[Page extract]
This, of course, was the bare minimum: if successive ANC leaders weren’t so busy blowing their counterparts at Davos and other Swiss luxury day camps, they might have noticed that the hundreds of billions of debt the apartheid regime racked up – which the New South Africa was forced to reimburse to countries that magically transformed into “donors” overnight – was at the very least a cudgel with which to beat concessions from Big Capital. But no. Despite Madonsela’s insistence that she was inadequately resourced for a job of such forensic magnitude, and although Judges Willem Heath and Dennis Davis on separate occasions found fault with the fake bank bailout programme, the smoking gun – hard data from, say, the SARB – remained frustratingly out of reach.

I’m drawing a blank on who was president of the Republic of South Africa back when Noseweek broke the story, but he/she didn’t show any interest in pushing the investigation further, mostly because state looting is the national pastime, and he/she was otherwise engaged in the same; banks and big business serve as cashmere-lined landing pads for ex-government hacks, and prosecuting away a lucrative retirement package is just a dumb move; the old “stability” chestnut; and the original (alleged) dirty deal with the former oppressors.

But times change. The ANC’s squabbling now resembles a fight over the last square of toilet paper during a dysentery outbreak, and recovering stolen apartheid money has become a weapon in a factional war. When Zuma was forced to can the hapless Gupta plant Des van Rooyen, replacing him with the hapful Big Corporate plant Pravin Gordhan, the dormant CIEX report become a PR bomb waiting for a trigger. Enter Bell Pottinger, the British reputational enhancement firm, retained by the Guptas in order to turn them into, I dunno, the Kardashians? Absa, along with a number of other financial institutions, had unbanked the Guptas’ Oakbay Investments over the course of the last year, and it was time to get even.

Some people would term this a “conspiracy theory”. But it’s not. This is just politics at its most basic.

Which brings us neatly to the new Public Protector, Busisiwe Mkhwebane, who famously switched the telly channel in her office to Gupta TV, and declared at the outset of her tenure that she wanted a less adversarial relationship with government. Mkhwebane’s leaked report, still incomplete, focuses on Absa, and may serve more as a general mission statement than as a document that binds the bank into coughing up billions:

White monopoly capital” – better translated here as anyone who has recently fucked with Zuma’s paymasters – is going to remain on notice for the length of her term.

[Data extract]

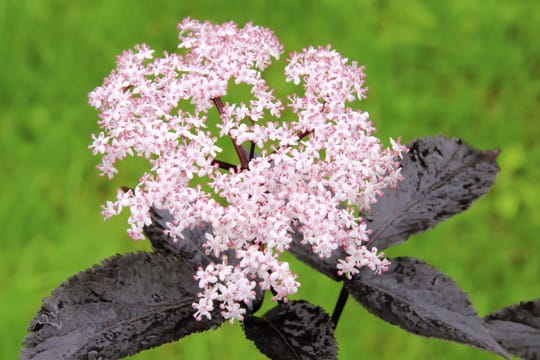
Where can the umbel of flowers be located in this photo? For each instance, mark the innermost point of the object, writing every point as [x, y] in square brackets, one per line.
[307, 177]
[311, 172]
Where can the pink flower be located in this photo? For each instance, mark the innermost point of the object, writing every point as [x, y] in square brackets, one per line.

[Set tasks]
[A] In the article on the apartheid-era bank bailout, which British reputational enhancement firm did the Guptas retain?
[B] Resume the article on the apartheid-era bank bailout, writing on from its final sentence.

[Results in order]
[A] Bell Pottinger.

[B]
Which is not to say that the report is content free: there is, of course, that all-important, formerly missing jigsaw piece – the Omerta-breaking details whistle-blown into the PP’s office. Which brings us to the tragedy of all of this Z-grade politicking: stolen apartheid billions must be reimbursed, and it is time that serious, grown-up procedures were put in place to that effect. But President Zuma isn’t serious, and neither he nor anyone in his camp could care less about the financial evils wrought at the fall of the previous regime. They are after their own lifeboat-like billion-rand payday, which requires acquiescence – or at least an occasional blind eye – from a recalcitrant Treasury.

And so: leaked report; a whole bunch of hysterics on social media; much opining from the opiners; capped off, as it were, by the BLF claiming Absa’s scalp, while driving Silicon Valley nuts with hashtags that mean nothing outside of South Africa’s media belt.

Yup, just another serious issue gamified into oblivion. Chasing apartheid billions is real work, and it will require genuine political will. But this is not a country in which one can be against the Guptas and against mainstream corporate malfeasance. It’s a country in which apartheid-era thievery negates the current state-looting programme. Radically divided, we can’t seem to agree that the abiding trait of this country since the arrival of the Dromedaris is corruption and rot.

Perhaps, as we slide into the cleansing project of internet-bound civilisational suicide, incomprehensibility is the only honest art form. In this, Mngxitama is a master. Precisely because of his bullshit, he’s the most honest man in South Africa. After all, and at last count, the ANC have enjoyed five terms amounting to 22 years of majority governance, seven of those under Mngxitama’s newest pal, Jacob Zuma. Through them all, they’ve acted as if they’re less concerned with recovering stolen money than they have been with floating their own cash-stuffed lifeboats.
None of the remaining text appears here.